Using the information »
(a) In the piece on homemade Mother's Day gifts, what was the total cost of the yarn for the crocheted throw?
(b) Summarize the piece on homemade Mother's Day gifts in two sentences.
(c) Carry on the piece on homemade Mother's Day gifts from the point where it stops.

Selected extract »
--- START ---
Here are the gifts I'm planning to make for Mother's Day 2013, and how much they are going to cost me.

Crocheted throw

For as long as I've known my mother-in-law she has cuddled up on the sofa with a throw or blanket to watch TV in the evenings. In fact, at any given time you will find at least two different throws in her den. I took my gift cue from that knowledge, and decided to crochet her a special throw in her favorite colors.

For this project needed six skeins of yarn, which cost me $3 each, for a total cost of $18.

Crocheted tablecloth

I began crocheting in December in 2012, and launched my craft Etsy shop in February 2013. Shortly after my mother saw my first crocheted blanket, she asked me if I could make tablecloths the same way. I told her I could and she asked me to make her one. I knew right then that when I made her one it would be for Mother's Day.
--- END ---
Data for review »
--- START ---
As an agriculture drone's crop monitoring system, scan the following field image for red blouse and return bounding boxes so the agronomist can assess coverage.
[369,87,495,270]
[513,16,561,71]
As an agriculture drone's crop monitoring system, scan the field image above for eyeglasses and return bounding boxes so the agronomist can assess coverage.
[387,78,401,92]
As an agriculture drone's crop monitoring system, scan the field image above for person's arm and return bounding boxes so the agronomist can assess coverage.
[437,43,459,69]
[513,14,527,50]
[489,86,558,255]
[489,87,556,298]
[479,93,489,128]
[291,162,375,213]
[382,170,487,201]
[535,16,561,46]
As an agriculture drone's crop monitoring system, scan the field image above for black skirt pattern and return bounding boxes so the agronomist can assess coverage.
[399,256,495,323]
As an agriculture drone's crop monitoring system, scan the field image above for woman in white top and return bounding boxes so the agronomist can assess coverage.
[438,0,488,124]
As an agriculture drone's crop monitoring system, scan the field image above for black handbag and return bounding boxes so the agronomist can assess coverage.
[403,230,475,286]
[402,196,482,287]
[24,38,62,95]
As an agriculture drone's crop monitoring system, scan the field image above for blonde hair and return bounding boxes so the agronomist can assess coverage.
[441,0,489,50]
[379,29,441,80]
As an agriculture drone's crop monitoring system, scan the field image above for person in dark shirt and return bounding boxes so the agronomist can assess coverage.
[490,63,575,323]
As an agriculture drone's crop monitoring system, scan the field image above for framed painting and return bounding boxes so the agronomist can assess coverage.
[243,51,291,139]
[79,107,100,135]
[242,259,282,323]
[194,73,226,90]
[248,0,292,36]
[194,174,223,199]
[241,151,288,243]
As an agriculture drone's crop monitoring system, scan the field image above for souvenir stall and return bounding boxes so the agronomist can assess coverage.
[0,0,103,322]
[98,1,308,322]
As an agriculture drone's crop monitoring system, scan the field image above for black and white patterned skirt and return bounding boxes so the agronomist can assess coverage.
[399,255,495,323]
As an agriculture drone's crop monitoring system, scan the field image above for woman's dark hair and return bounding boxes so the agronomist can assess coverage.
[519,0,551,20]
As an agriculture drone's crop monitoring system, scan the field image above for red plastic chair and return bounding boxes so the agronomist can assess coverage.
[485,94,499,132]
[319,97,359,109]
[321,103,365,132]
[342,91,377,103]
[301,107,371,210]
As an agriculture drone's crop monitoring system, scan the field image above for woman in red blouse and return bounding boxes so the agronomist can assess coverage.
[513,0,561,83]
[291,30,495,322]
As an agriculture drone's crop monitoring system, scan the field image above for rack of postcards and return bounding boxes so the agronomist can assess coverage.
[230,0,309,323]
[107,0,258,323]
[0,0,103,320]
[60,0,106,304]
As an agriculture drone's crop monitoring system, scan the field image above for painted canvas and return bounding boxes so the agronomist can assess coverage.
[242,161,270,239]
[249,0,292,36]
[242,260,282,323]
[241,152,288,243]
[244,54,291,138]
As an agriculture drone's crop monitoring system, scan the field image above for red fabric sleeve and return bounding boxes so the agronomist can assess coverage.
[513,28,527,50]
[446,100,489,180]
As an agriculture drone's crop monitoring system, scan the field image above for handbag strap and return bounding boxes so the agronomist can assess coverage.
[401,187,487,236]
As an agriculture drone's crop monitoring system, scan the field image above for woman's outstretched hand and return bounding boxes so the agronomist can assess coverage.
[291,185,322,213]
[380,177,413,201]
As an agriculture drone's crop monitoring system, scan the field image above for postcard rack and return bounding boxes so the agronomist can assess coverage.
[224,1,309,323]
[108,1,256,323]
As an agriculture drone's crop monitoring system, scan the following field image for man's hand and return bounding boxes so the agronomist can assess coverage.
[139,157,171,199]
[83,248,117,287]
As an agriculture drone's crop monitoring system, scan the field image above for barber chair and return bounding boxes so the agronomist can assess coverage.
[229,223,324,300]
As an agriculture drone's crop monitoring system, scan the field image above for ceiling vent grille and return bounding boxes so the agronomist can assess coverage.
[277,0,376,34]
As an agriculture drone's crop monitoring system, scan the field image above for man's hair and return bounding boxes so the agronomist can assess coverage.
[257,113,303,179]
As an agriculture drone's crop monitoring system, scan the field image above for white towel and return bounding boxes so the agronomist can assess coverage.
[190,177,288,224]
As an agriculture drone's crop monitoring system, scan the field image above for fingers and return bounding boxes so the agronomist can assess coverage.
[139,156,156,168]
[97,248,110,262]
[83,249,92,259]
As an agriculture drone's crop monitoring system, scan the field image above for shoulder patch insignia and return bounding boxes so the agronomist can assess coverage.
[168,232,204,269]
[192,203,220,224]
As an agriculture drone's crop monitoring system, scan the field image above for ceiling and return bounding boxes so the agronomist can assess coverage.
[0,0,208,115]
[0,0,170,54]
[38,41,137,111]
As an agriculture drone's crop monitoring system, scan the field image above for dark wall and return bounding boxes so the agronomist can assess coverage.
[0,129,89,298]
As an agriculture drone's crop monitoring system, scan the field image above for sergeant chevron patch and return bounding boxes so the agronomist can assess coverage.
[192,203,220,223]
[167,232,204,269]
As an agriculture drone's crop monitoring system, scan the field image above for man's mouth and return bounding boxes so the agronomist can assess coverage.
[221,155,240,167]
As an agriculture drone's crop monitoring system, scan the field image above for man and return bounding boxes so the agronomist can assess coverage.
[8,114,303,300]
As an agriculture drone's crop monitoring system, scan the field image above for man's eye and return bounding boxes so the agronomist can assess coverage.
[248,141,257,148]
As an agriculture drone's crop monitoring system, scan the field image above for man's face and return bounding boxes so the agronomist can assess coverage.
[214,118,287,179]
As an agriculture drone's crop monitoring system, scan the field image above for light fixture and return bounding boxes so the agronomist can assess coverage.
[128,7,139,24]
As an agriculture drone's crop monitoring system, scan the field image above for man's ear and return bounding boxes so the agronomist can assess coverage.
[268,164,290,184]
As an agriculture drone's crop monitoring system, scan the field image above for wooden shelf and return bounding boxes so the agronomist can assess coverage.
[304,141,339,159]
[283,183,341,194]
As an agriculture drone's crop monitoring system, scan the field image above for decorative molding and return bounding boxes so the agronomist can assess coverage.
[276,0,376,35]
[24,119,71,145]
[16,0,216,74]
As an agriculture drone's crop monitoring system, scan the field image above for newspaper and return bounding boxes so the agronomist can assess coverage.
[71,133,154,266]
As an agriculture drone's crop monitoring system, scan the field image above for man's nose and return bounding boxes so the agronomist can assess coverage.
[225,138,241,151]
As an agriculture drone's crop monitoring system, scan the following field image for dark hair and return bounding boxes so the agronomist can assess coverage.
--- END ---
Activity answers »
(a) $18, for six skeins at $3 each.

(b) The writer plans to crochet a throw in her mother-in-law's favorite colors, because the mother-in-law always cuddles up under a throw to watch TV, and the six skeins of yarn cost $18 in all. The writer will also crochet a tablecloth for her mother, who asked for one after seeing the writer's first crocheted blanket.

(c)
This is a rather large, and very involved project that will take me some time to finish. I'll be using four skeins of designer yarn that is a bit pricey at $8 a skein. I will also be adding some beading to the edges of the tablecloth, which will cost me another $10. In all, this project will cost me around $42.

Dinner

On top of the actual gifts I'm making, I'm also planning to host a Mother's Day dinner for our parents. This year will be slightly different because my husband and I are on a diet, so we have to plan a healthy menu. We are cooking lean turkey burgers, baked sweet potato "fries," romaine heart salad with zesty Italian dressing. The complete meal will cost us around $30.

All told, Mother's Day 2013 will cost me around $90. Once everything is said and done, I will have come in $10 under budget, and I truly hope this year's gifts are as well-received as last year's.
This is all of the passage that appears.